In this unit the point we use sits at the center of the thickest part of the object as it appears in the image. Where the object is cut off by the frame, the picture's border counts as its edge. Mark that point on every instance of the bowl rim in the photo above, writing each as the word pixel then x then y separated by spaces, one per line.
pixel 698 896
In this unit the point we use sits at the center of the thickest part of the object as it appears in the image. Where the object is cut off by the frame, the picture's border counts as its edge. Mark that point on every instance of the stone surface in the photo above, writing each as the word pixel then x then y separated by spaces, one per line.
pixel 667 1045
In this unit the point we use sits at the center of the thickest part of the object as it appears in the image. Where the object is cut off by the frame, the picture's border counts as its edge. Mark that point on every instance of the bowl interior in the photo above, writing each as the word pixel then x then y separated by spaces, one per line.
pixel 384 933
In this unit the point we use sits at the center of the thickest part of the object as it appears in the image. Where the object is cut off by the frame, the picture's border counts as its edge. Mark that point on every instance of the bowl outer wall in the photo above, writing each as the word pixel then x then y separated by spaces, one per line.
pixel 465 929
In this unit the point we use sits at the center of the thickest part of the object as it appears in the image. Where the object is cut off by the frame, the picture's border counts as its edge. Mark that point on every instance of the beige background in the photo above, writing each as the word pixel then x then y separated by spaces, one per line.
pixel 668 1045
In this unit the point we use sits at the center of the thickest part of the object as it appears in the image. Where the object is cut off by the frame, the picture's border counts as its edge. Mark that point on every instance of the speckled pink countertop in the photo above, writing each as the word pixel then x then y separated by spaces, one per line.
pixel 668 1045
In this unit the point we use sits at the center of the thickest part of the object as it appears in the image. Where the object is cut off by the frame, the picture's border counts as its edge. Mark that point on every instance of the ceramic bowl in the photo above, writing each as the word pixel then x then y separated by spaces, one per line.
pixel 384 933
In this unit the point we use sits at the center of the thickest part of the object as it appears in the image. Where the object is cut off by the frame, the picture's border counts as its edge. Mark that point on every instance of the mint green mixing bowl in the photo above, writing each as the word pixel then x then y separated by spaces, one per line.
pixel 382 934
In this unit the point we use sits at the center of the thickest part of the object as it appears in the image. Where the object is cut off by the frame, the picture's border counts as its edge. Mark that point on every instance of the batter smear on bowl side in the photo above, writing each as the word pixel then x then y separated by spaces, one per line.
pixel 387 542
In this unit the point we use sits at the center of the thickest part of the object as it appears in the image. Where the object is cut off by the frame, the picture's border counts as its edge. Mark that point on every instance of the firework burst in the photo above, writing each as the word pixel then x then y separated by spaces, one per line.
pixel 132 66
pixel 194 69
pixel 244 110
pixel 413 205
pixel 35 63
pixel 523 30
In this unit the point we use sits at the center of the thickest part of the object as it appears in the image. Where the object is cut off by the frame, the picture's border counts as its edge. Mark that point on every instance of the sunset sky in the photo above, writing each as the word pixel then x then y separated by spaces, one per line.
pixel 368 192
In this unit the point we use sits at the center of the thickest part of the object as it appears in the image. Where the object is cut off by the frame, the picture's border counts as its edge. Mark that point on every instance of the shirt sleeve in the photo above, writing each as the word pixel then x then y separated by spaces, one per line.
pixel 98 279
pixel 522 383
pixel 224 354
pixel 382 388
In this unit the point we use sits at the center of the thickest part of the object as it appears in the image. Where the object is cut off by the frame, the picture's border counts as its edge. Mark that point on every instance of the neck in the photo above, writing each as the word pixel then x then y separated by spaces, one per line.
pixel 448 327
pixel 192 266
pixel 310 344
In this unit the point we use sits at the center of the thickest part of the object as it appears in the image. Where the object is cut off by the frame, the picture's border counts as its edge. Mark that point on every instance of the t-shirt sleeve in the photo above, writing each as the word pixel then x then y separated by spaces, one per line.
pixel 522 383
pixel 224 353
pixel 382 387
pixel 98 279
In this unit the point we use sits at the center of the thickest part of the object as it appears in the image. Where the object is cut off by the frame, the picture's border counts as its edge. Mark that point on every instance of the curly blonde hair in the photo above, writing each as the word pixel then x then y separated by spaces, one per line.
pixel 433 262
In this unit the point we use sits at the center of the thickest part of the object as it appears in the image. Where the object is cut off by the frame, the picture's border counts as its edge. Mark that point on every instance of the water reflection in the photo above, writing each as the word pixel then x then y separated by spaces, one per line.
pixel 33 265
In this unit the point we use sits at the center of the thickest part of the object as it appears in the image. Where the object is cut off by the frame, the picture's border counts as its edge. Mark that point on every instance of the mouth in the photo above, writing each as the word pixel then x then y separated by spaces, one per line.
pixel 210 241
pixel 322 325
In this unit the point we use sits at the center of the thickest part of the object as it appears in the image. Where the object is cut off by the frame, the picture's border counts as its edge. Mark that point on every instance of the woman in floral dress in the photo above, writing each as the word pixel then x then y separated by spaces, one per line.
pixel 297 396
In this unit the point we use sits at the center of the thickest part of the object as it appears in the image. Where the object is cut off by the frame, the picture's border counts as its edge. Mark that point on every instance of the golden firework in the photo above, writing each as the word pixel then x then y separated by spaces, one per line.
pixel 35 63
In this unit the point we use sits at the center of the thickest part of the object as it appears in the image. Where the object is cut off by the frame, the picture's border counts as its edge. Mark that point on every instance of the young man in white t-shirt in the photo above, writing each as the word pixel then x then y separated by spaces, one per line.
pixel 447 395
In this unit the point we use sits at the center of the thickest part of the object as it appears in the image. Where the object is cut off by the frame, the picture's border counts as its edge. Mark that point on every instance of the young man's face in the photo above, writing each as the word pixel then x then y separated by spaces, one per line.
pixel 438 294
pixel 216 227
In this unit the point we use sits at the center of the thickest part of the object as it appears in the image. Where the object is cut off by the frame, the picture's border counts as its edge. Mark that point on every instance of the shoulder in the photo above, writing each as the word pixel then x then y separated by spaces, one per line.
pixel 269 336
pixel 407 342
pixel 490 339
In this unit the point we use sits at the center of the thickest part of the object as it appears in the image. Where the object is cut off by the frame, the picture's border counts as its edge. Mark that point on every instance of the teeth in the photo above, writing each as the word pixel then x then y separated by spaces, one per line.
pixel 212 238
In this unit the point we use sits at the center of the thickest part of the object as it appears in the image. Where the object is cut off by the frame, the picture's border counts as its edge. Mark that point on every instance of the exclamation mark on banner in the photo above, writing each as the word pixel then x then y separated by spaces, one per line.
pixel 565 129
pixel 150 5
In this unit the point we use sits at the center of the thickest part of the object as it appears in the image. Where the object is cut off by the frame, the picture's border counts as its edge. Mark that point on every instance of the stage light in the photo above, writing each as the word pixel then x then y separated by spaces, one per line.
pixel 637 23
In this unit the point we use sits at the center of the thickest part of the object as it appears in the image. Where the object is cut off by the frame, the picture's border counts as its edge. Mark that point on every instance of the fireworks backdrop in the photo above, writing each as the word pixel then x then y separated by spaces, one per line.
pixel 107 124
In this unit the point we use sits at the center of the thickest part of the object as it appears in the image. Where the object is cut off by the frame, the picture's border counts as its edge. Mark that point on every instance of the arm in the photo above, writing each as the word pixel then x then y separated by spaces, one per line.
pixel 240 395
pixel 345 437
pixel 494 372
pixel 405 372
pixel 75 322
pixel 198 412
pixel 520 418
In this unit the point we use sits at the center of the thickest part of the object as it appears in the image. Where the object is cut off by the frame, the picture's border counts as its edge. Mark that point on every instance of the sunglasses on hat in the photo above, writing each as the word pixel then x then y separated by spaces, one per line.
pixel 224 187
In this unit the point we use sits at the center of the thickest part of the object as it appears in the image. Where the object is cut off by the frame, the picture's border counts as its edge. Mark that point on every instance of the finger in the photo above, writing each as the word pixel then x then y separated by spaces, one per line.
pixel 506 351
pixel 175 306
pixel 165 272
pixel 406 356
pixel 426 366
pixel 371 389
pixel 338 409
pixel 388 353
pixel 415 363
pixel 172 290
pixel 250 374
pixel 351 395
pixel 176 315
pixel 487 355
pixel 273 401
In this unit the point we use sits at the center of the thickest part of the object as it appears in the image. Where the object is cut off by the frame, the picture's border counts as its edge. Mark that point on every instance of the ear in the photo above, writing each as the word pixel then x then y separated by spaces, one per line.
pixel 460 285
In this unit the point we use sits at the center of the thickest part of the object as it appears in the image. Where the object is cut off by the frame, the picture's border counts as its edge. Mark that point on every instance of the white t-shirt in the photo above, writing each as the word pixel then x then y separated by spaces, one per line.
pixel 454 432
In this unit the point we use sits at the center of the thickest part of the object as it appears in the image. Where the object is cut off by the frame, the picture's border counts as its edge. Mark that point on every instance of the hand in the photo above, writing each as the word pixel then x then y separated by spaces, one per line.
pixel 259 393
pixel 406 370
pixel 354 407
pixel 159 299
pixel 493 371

----------------

[Exercise details] Rewrite the lines from the line with "of the shirt" to the line with "pixel 310 344", both ends included, replacing "thickest part" with "widest part" and changing nothing else. Output only those lines.

[Exercise solution]
In this unit the point we use sits at the center of the widest part of the object as it appears in the image. Where the object is cut off by the frame, the picture's border counts as its edge. Mark that point on every instance of the shirt sleeve in the photo above, writing each as the word pixel then x then y separated by spaces, one per line.
pixel 98 279
pixel 522 383
pixel 224 354
pixel 382 388
In this unit the point we use sits at the center of the widest part of the object as it appears in the image. Where the object is cut off by the frame, the picture's border counts as its edge. Mark that point on every instance of the neck in the photo above, writing each as the word pixel then x then y separated by spaces, one per line.
pixel 448 327
pixel 192 266
pixel 310 344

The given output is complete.